Set problem: In full and without alteration, give the listing again.

----------------

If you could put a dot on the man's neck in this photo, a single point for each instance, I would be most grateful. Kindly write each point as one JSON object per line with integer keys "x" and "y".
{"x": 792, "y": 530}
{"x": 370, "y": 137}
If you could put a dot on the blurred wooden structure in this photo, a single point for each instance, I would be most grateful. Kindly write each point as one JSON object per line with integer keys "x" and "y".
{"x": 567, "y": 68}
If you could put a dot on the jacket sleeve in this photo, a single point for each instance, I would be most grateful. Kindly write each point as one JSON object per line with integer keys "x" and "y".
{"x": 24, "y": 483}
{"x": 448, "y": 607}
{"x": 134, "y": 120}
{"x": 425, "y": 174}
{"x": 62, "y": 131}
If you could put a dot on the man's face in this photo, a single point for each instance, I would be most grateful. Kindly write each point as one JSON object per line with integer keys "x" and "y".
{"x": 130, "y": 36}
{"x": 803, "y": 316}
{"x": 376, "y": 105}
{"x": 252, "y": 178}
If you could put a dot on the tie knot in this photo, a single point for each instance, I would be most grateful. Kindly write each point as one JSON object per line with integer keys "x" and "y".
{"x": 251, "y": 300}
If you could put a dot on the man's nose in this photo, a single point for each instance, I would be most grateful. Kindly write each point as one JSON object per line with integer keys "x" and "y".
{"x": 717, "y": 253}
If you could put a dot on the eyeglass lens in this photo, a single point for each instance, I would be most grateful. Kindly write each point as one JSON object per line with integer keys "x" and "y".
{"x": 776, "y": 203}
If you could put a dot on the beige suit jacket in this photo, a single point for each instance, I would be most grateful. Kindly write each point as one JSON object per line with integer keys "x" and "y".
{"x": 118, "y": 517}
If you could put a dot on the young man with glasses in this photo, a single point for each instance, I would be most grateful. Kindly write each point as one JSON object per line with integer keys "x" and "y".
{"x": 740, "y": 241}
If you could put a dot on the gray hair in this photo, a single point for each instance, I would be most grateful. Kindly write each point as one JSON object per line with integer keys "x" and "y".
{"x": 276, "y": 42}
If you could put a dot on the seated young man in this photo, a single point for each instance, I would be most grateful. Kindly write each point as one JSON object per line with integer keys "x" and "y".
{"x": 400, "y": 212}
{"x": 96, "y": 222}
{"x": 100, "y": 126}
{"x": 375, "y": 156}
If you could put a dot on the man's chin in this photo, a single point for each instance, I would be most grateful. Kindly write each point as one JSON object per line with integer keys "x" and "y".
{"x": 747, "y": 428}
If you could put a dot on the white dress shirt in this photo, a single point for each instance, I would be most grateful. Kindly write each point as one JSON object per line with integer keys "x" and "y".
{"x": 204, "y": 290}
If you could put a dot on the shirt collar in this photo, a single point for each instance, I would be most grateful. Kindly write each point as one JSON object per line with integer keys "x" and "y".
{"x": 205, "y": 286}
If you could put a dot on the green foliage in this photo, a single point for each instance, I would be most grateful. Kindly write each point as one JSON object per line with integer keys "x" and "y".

----------------

Answer to this task:
If you could put a dot on the man's neck in this photo, a single point for each instance, I would be most grateful. Kindly write each point as one JSON object per line with integer keys "x" and "y".
{"x": 792, "y": 530}
{"x": 370, "y": 137}
If you could put a dot on the blurred wooden structure in this photo, a single point for each instance, I would be most grateful. Kindly write each point as one JSON object per line with integer keys "x" and "y".
{"x": 567, "y": 68}
If you could put a dot on the jacket sleeve in this photo, a single point for each instance, I would be most grateful. Kindly write each point as one JSON object per line with integer keys "x" and "y".
{"x": 24, "y": 483}
{"x": 448, "y": 607}
{"x": 134, "y": 120}
{"x": 425, "y": 174}
{"x": 62, "y": 131}
If you could put a dot on the man's face in this photo, a single point for each instance, I would be most grateful. Kindly write each point as one JSON object per line with integer keys "x" and "y".
{"x": 130, "y": 36}
{"x": 803, "y": 316}
{"x": 376, "y": 105}
{"x": 252, "y": 178}
If you could put a dot on the tie knot in this photo, a single point for each instance, I would be most grateful. Kindly write each point as one JSON object per line with integer keys "x" and "y".
{"x": 251, "y": 300}
If you could put a dot on the man's nose in this photo, a single point for each instance, I would be most grateful. Kindly write each point as one JSON object per line with integer keys "x" and "y".
{"x": 717, "y": 253}
If you could put a dot on the eyeglass lens in this photo, a single point for each instance, I would be most grateful. Kindly write each point as one JSON object per line with integer keys "x" and "y".
{"x": 776, "y": 203}
If you could put a dot on the beige suit jacket in this photo, a single point for each instance, I would be most grateful. Kindly write each point as one JSON object per line with integer keys "x" and "y".
{"x": 118, "y": 517}
If you could put a dot on the young man with glasses in this photo, a single point for each instance, I would be most grateful. Kindly write each point as one JSON object per line with integer keys "x" and "y".
{"x": 740, "y": 241}
If you could put a dot on the gray hair in this photo, a single point for each instance, I would be most grateful. Kindly write each point as one JSON object per line with integer keys "x" and "y".
{"x": 276, "y": 42}
If you could put a dot on the seated young man in this photo, a single point for each instance, I would be most grateful. Kindly write each point as one JSON object per line with integer keys "x" and "y".
{"x": 400, "y": 212}
{"x": 96, "y": 222}
{"x": 100, "y": 126}
{"x": 375, "y": 156}
If you could put a dot on the man's chin in this photo, a single point for each instance, I would be most grateful. Kindly write each point as one JSON object per line with integer keys "x" and "y".
{"x": 747, "y": 428}
If you could put a dot on the white dress shirt in this photo, a single point for each instance, I would be most grateful. Kindly write each point as one JSON object per line with integer keys "x" and "y".
{"x": 204, "y": 290}
If you could put a dot on the shirt collar in this photo, a single point for each instance, I would be most grateful. Kindly write each point as one JSON object per line with integer keys "x" and "y".
{"x": 205, "y": 286}
If you could put a dot on the green foliage in this photo, a single point for each instance, I would be most grateful. Kindly write each point as one JSON object per line with integer keys "x" and "y".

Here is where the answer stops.